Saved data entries
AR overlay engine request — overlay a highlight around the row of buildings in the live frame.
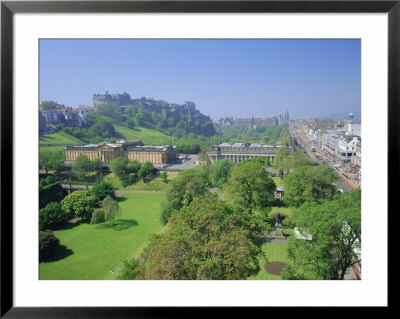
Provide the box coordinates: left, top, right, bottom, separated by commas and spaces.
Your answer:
294, 113, 361, 171
39, 104, 88, 134
217, 110, 290, 128
206, 142, 284, 163
64, 139, 179, 167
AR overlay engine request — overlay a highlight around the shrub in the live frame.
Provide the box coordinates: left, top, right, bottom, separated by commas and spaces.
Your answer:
39, 202, 70, 230
90, 209, 105, 224
39, 231, 60, 262
61, 190, 96, 220
90, 181, 115, 202
119, 258, 139, 280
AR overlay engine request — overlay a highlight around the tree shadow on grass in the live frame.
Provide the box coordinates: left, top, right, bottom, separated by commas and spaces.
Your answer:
41, 244, 74, 263
52, 218, 85, 233
95, 219, 139, 231
115, 197, 128, 202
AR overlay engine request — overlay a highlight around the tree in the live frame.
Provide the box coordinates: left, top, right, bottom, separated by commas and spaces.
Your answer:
284, 165, 340, 207
134, 194, 266, 280
127, 159, 142, 176
39, 152, 51, 174
48, 150, 66, 176
137, 161, 154, 180
39, 202, 71, 231
39, 231, 60, 262
61, 190, 96, 220
160, 167, 211, 224
224, 161, 276, 213
119, 258, 140, 280
91, 158, 103, 176
89, 181, 115, 202
101, 195, 121, 227
109, 157, 129, 180
159, 171, 168, 183
282, 189, 361, 280
72, 155, 93, 182
208, 159, 235, 188
40, 101, 56, 110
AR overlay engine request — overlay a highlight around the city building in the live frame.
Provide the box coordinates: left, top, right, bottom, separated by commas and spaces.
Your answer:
64, 139, 179, 167
39, 103, 88, 133
206, 143, 285, 163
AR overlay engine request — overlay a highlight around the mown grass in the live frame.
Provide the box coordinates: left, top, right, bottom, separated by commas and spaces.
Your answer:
114, 124, 171, 145
39, 131, 84, 145
103, 173, 170, 191
39, 145, 65, 156
39, 193, 166, 280
248, 242, 289, 280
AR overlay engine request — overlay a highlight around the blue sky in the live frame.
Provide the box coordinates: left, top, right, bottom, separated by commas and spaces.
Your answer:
40, 39, 360, 121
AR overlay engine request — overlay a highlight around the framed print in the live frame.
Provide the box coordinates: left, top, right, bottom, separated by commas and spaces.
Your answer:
1, 0, 396, 316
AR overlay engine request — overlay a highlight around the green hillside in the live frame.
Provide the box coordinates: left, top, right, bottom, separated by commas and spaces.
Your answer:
114, 124, 172, 145
39, 131, 84, 145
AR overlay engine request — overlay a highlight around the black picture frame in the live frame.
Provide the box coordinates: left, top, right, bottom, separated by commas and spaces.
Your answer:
1, 0, 395, 317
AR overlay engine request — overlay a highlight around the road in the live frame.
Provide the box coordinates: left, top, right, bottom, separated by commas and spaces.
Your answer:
290, 129, 354, 193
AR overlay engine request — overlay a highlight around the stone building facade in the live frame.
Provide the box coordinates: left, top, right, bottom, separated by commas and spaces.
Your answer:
64, 139, 179, 167
206, 143, 283, 163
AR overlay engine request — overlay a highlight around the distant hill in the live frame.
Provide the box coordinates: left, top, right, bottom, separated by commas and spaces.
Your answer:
314, 111, 361, 122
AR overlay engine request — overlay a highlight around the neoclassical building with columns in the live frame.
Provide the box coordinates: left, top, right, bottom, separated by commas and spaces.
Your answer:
206, 143, 284, 164
64, 139, 179, 167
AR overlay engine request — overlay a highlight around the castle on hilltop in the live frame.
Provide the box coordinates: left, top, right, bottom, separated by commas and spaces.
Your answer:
93, 91, 196, 117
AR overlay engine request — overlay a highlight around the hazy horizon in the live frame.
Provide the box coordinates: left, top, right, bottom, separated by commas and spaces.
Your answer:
40, 39, 361, 121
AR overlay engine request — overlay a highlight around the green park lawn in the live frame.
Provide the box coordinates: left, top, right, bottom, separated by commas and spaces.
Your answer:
249, 241, 289, 280
39, 192, 166, 280
104, 173, 170, 191
39, 145, 65, 156
39, 131, 84, 145
114, 124, 171, 145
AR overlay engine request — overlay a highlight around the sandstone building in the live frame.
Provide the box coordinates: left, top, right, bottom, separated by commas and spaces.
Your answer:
64, 139, 179, 167
207, 143, 284, 163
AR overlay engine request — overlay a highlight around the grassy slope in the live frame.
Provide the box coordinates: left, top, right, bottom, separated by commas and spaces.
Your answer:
114, 124, 171, 145
39, 193, 165, 280
39, 131, 84, 145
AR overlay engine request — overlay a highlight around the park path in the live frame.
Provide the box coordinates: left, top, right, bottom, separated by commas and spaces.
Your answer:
114, 189, 164, 197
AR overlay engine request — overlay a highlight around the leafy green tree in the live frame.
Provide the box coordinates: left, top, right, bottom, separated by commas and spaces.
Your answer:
126, 118, 135, 128
124, 104, 137, 118
90, 209, 105, 224
137, 161, 154, 180
89, 119, 117, 139
101, 195, 121, 227
39, 202, 71, 230
119, 258, 140, 280
284, 165, 340, 207
89, 181, 115, 202
61, 190, 96, 220
127, 159, 142, 176
109, 157, 129, 180
208, 159, 235, 188
134, 112, 145, 127
160, 167, 211, 224
40, 101, 56, 110
39, 231, 60, 262
134, 194, 267, 280
224, 161, 276, 213
72, 155, 93, 182
91, 158, 103, 176
96, 103, 122, 121
39, 152, 51, 174
282, 189, 361, 280
159, 171, 168, 182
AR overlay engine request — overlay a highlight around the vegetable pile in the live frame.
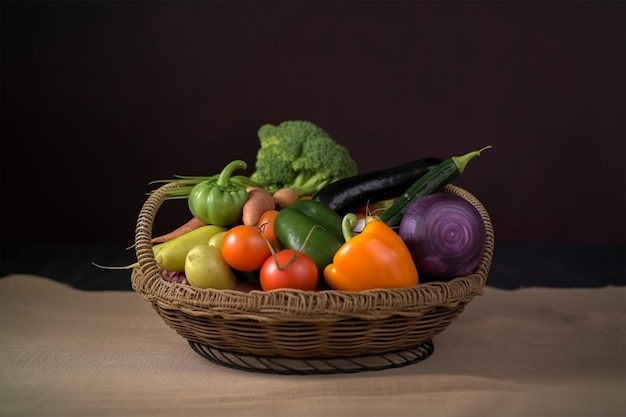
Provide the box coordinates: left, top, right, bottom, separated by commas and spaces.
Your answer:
116, 120, 492, 293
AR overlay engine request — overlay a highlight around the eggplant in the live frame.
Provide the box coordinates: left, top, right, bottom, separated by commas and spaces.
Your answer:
377, 146, 491, 227
312, 157, 443, 215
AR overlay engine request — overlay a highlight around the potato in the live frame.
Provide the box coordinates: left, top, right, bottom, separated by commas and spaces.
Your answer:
208, 231, 228, 249
184, 245, 237, 290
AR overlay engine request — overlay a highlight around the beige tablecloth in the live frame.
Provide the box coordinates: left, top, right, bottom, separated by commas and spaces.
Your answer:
1, 275, 624, 417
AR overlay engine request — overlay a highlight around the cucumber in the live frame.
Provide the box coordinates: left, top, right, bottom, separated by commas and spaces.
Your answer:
274, 200, 344, 272
312, 157, 443, 215
284, 200, 345, 240
376, 146, 492, 227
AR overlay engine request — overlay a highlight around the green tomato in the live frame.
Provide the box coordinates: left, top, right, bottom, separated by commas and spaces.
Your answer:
184, 245, 237, 289
207, 231, 228, 249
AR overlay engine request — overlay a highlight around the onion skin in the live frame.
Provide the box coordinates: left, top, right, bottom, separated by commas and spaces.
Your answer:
398, 193, 486, 280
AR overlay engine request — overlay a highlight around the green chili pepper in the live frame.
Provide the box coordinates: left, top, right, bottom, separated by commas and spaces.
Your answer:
187, 160, 248, 227
273, 200, 344, 272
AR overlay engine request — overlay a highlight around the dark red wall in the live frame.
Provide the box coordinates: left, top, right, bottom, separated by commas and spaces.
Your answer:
1, 1, 624, 245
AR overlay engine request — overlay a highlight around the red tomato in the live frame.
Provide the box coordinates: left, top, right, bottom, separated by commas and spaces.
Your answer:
256, 209, 279, 246
221, 225, 272, 271
260, 249, 318, 291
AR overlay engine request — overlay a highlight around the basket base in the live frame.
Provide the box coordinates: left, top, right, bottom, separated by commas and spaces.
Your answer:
188, 340, 435, 375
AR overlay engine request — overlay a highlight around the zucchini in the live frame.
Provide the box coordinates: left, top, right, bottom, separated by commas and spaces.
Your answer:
283, 199, 344, 240
312, 157, 443, 215
274, 200, 344, 272
377, 146, 492, 227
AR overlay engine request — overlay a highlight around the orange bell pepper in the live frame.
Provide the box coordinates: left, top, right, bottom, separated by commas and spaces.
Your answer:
323, 215, 419, 291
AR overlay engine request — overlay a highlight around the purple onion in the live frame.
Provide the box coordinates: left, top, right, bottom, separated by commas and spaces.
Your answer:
399, 193, 486, 280
161, 270, 189, 285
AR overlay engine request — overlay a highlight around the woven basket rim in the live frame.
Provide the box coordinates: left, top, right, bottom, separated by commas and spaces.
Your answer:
132, 182, 494, 321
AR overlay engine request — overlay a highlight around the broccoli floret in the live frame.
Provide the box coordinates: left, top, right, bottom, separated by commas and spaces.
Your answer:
250, 120, 358, 196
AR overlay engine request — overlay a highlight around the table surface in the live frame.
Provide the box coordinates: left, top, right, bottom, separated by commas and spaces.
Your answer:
1, 274, 624, 417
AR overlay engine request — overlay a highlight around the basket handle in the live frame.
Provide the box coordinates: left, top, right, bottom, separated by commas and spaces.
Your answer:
134, 183, 185, 287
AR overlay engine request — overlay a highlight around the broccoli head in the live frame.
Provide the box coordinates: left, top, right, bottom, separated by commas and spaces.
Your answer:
250, 120, 358, 196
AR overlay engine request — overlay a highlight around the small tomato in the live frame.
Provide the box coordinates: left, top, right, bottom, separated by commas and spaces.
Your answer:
221, 225, 272, 271
260, 249, 318, 291
256, 209, 279, 246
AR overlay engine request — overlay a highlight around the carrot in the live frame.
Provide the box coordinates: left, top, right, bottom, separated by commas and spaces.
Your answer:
273, 187, 299, 210
152, 216, 207, 244
242, 187, 276, 226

Exercise directions — Look at the records above. Copy every line where the string "pepper" occurs.

Response —
AR overlay engine request — overlay a highlight around the green chili pepper in the live frame.
AR overlay engine request — overlay a highlight around the orange bell pepper in the live frame.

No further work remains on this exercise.